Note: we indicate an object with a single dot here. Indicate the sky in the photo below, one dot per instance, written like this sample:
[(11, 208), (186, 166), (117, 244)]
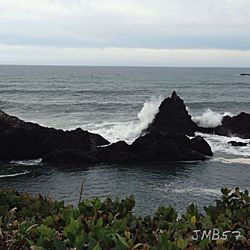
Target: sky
[(125, 33)]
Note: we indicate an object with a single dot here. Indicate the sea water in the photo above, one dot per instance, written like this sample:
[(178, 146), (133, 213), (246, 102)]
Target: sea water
[(118, 103)]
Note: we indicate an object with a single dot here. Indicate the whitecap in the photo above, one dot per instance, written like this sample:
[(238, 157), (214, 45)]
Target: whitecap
[(210, 119), (27, 162), (14, 175)]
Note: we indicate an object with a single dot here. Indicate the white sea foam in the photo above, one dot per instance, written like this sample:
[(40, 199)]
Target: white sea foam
[(27, 162), (13, 175), (209, 118), (232, 160), (128, 130), (219, 144)]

================

• What you will do:
Keep the pictures out and write out the records exactly.

• Exercise response:
Note: we indicate an object with a single dot here. Indicate the sky in the photo below, one dot per instance, written like this sample:
[(11, 208), (186, 166), (117, 244)]
Target: sky
[(125, 33)]
Note: we indicate an object with a single dot here. Indicate the sea water in the photo above, one dot per instance, written like this sample:
[(178, 146), (133, 213), (246, 102)]
Target: sea water
[(118, 103)]
Note: we indicate an object with a single dot here. Indicate the whitecap in the photo above, one dot per instance, written like this sample:
[(238, 157), (214, 45)]
Target: whitecap
[(210, 119), (27, 162), (14, 175)]
Note: we indicate an object with a single dot here. Indicate the white sea foam in the photo above, one dot per instance, written like this sample:
[(40, 199)]
Target: white sea foam
[(27, 162), (13, 175), (209, 118), (232, 160), (128, 130), (219, 144)]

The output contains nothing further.